» **PROBLEM**: Each line of the listing that contains the word "wheelbarrow" is to be copied.
======
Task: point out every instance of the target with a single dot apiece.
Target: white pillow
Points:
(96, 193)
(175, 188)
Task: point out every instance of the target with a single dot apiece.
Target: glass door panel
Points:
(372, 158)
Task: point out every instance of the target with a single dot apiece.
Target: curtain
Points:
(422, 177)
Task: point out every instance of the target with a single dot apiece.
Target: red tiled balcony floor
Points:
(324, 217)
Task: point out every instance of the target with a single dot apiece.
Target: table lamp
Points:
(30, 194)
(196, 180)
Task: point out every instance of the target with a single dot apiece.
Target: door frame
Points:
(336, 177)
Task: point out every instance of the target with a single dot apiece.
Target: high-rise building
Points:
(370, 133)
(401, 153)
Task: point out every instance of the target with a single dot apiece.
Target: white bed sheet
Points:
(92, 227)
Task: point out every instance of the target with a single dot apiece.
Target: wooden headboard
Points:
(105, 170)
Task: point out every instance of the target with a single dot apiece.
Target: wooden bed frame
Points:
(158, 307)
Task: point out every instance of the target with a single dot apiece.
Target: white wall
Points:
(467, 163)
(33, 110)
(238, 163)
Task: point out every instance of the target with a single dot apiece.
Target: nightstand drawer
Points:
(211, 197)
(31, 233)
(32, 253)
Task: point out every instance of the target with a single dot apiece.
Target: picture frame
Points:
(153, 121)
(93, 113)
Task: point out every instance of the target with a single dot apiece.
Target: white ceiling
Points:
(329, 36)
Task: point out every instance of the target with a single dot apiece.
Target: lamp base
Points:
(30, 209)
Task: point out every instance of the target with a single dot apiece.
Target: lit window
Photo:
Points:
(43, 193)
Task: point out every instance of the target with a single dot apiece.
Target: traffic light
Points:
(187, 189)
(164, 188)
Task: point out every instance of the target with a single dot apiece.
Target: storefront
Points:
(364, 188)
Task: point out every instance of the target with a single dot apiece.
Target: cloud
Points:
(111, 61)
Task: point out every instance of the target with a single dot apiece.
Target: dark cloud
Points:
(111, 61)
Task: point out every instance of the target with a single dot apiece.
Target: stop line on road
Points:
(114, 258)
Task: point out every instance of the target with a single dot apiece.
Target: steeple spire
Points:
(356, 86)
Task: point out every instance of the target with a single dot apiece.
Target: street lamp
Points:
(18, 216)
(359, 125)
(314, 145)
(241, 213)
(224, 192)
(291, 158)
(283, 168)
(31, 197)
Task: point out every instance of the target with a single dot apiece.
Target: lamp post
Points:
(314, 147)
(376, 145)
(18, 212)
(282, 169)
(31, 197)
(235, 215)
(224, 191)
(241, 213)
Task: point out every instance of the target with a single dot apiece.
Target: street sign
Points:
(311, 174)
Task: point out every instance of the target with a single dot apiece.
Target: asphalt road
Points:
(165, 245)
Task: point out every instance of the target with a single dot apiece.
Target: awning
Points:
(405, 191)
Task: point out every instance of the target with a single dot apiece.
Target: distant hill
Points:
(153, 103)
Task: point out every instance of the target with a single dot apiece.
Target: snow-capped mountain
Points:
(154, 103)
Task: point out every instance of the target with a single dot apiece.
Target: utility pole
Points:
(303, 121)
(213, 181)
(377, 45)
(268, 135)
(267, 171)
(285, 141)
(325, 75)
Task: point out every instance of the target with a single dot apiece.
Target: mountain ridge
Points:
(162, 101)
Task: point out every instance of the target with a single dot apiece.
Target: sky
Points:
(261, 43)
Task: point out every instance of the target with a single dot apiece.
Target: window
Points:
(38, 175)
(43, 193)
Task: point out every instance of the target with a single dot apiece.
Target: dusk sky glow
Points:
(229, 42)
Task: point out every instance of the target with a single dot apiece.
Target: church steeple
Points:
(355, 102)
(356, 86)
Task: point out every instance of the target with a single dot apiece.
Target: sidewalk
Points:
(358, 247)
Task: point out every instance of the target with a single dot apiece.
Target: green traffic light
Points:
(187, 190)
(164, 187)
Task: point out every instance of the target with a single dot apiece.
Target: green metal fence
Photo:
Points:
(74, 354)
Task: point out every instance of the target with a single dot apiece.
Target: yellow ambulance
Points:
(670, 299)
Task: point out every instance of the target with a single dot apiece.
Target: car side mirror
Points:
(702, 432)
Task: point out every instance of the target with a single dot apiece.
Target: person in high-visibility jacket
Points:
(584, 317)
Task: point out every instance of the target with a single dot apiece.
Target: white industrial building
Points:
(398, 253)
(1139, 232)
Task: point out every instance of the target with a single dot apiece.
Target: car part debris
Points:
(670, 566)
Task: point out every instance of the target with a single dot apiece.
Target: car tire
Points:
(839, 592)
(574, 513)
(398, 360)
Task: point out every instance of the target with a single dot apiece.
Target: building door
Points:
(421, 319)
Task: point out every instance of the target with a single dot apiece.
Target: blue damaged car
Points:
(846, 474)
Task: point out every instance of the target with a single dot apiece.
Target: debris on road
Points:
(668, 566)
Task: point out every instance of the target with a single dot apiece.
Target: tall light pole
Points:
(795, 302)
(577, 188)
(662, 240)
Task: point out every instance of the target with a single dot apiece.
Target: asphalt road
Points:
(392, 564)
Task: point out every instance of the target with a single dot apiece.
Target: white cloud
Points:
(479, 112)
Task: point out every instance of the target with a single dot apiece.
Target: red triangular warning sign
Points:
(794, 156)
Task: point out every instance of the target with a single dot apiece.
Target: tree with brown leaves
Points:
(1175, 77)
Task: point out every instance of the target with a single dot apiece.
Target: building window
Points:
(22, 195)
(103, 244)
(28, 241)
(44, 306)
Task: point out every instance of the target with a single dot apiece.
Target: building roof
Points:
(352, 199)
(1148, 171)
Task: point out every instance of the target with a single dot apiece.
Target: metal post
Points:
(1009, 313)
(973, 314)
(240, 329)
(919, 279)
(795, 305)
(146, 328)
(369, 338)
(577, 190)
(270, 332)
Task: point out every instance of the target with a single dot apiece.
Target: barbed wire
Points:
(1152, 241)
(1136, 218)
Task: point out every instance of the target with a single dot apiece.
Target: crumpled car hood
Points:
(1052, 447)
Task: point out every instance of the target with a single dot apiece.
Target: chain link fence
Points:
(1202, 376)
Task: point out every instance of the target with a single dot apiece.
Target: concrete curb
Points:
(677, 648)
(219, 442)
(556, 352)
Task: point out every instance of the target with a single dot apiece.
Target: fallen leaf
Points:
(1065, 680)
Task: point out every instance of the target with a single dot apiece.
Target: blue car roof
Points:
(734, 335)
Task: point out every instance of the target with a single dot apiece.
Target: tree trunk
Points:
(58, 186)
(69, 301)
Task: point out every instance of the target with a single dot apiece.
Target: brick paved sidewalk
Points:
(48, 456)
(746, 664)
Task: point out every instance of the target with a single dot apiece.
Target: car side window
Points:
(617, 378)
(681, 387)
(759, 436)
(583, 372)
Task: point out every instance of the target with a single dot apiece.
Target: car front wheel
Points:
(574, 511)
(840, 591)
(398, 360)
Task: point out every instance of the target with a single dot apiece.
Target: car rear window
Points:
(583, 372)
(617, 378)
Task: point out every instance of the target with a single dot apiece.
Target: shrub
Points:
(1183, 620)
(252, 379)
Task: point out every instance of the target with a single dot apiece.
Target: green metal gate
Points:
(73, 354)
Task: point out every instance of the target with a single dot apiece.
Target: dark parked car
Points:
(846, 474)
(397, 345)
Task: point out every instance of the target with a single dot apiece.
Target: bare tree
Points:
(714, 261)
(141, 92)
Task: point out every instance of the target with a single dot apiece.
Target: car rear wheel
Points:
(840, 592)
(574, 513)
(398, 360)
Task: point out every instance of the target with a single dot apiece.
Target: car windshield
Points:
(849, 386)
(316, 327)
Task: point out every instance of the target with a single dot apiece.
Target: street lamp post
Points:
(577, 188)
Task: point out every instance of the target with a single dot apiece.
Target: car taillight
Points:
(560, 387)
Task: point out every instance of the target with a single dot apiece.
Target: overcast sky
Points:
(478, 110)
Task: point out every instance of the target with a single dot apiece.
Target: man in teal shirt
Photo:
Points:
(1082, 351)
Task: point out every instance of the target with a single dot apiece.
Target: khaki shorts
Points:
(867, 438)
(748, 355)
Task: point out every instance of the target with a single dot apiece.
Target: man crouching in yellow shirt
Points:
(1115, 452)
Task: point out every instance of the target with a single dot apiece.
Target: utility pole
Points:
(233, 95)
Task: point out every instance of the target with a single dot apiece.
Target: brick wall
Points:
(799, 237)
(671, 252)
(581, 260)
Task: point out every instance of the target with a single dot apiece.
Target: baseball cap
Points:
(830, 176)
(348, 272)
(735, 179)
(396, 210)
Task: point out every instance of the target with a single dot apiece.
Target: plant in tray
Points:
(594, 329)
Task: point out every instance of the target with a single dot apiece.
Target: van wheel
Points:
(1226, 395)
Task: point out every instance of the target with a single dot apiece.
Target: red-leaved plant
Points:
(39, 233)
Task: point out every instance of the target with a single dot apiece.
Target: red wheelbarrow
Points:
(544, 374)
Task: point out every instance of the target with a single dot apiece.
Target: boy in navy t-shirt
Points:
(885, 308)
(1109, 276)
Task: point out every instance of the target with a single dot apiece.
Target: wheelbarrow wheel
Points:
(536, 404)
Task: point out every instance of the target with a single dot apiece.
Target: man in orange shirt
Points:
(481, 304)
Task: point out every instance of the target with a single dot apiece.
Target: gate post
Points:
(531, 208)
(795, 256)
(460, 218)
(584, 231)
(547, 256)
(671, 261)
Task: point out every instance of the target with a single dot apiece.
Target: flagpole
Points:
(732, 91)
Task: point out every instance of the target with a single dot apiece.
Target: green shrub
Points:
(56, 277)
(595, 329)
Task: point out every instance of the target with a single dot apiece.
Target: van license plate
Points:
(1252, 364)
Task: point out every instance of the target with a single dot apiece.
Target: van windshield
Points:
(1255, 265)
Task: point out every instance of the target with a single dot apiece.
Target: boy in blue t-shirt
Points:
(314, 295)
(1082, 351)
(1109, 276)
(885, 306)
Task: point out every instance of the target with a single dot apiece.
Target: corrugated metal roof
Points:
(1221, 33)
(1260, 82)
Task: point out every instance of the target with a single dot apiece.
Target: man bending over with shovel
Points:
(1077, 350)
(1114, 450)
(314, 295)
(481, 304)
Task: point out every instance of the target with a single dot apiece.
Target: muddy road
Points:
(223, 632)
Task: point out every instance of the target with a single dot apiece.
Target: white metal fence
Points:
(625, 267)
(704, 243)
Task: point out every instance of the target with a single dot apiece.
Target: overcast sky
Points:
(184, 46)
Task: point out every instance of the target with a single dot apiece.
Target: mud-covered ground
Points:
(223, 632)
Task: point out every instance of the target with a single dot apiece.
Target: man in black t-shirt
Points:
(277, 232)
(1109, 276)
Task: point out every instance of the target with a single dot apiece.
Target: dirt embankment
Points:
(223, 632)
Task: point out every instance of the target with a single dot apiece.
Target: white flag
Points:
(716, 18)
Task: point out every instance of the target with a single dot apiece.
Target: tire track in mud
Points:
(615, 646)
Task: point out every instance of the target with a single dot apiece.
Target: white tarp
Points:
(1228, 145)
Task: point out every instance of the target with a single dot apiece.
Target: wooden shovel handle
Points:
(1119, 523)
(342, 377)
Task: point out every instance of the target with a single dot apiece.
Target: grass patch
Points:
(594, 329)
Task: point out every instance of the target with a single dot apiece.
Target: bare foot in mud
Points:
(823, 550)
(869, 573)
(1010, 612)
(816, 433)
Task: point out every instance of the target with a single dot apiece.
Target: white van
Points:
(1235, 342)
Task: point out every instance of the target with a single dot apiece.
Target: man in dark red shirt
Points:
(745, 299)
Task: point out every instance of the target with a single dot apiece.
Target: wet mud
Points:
======
» **RESPONSE TO THIS TASK**:
Target: red wheelbarrow
Target: wheelbarrow wheel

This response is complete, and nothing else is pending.